(Saved data entries)

· · · · ·

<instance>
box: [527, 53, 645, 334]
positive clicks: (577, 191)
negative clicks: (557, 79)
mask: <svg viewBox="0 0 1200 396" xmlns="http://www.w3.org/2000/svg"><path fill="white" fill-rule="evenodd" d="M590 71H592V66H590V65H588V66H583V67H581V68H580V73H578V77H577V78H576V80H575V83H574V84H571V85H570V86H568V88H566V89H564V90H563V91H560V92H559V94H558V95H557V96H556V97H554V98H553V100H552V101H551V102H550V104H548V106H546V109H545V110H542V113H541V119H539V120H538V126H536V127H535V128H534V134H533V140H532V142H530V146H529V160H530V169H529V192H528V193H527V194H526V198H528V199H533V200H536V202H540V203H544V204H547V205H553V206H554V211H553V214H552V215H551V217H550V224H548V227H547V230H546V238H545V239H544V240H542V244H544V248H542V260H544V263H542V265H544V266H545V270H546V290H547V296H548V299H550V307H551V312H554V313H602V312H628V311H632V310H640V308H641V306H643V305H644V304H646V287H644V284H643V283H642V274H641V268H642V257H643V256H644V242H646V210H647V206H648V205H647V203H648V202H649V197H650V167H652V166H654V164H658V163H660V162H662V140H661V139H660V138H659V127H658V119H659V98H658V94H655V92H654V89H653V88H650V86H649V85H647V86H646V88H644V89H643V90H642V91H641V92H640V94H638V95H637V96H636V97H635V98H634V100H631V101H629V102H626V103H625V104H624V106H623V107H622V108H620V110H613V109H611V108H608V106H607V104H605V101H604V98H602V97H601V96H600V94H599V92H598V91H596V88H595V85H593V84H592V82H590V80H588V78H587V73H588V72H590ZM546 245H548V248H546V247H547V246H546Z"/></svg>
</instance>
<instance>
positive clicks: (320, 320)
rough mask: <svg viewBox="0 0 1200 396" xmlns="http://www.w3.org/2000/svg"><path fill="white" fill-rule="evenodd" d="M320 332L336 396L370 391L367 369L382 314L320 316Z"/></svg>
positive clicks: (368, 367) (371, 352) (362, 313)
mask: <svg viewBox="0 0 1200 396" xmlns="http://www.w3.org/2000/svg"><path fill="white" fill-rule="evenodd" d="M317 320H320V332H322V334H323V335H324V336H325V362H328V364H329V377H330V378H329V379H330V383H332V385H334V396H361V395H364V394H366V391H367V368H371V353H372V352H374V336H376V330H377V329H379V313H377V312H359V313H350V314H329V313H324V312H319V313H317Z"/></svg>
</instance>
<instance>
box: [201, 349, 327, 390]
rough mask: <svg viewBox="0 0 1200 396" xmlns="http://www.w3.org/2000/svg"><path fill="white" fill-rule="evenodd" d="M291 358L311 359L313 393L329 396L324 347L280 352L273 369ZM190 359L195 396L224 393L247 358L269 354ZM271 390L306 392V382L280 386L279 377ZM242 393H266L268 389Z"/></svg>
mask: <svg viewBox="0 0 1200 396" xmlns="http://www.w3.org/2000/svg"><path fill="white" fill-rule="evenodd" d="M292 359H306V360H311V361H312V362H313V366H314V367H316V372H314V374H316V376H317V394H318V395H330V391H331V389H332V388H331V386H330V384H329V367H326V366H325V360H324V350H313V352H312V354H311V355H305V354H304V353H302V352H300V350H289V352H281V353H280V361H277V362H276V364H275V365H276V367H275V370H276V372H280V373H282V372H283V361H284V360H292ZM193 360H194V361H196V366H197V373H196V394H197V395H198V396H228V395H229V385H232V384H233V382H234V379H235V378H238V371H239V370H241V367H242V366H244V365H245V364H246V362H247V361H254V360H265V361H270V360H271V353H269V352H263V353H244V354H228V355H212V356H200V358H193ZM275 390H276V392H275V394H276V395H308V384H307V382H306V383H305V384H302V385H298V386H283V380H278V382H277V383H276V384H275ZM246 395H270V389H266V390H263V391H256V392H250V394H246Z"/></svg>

· · · · ·

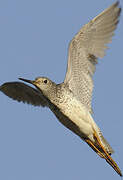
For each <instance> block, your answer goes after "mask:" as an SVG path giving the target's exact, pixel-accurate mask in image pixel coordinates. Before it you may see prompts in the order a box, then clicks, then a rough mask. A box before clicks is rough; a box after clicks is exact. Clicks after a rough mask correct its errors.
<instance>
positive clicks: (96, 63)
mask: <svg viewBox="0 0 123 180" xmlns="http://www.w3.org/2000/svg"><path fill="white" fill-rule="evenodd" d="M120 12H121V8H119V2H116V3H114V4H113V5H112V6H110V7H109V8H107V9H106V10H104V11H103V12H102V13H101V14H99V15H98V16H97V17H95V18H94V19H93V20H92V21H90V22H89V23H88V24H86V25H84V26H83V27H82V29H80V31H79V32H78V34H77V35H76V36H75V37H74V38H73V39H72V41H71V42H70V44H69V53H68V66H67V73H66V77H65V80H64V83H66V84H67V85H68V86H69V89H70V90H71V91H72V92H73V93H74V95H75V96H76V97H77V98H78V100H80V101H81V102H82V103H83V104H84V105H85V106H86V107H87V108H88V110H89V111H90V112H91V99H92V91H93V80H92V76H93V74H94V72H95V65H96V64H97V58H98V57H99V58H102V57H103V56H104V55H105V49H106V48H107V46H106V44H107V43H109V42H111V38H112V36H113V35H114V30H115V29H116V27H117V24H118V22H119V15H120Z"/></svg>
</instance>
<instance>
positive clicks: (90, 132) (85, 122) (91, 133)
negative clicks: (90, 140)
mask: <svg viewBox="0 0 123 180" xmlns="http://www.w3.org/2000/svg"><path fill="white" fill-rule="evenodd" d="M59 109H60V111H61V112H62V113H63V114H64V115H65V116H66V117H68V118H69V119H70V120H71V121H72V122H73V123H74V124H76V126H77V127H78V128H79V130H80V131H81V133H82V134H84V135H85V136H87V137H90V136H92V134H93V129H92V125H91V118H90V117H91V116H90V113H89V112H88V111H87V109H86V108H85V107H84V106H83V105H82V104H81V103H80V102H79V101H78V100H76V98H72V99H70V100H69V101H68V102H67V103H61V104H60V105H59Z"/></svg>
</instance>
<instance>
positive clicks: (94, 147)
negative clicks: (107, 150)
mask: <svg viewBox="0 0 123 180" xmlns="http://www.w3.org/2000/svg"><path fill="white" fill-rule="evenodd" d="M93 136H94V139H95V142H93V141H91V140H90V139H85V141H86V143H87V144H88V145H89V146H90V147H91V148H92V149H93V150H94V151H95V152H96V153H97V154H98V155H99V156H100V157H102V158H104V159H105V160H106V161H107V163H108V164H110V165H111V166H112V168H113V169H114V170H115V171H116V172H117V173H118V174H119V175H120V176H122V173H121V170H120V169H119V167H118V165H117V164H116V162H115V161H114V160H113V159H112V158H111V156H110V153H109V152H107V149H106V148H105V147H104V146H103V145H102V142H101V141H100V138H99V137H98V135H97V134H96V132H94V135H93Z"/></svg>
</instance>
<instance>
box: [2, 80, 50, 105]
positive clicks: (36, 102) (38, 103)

· · · · ·

# Task directions
Swap "rough mask" for "coarse mask" in the lines from the one containing "For each <instance>" through the one containing "positive clicks: (96, 63)", leaving all else unchanged. Give back only those lines.

# Task answer
For each <instance> block, your answer goes after "mask:" as an SVG path giving the target's exact, pixel-accurate mask in image pixel coordinates. Before it you may see prompts in the order a box, then clicks, then a coarse mask. A box before clicks is rough; a box after clicks is exact. Clicks after a coarse mask correct its errors.
<instance>
positive clicks: (96, 63)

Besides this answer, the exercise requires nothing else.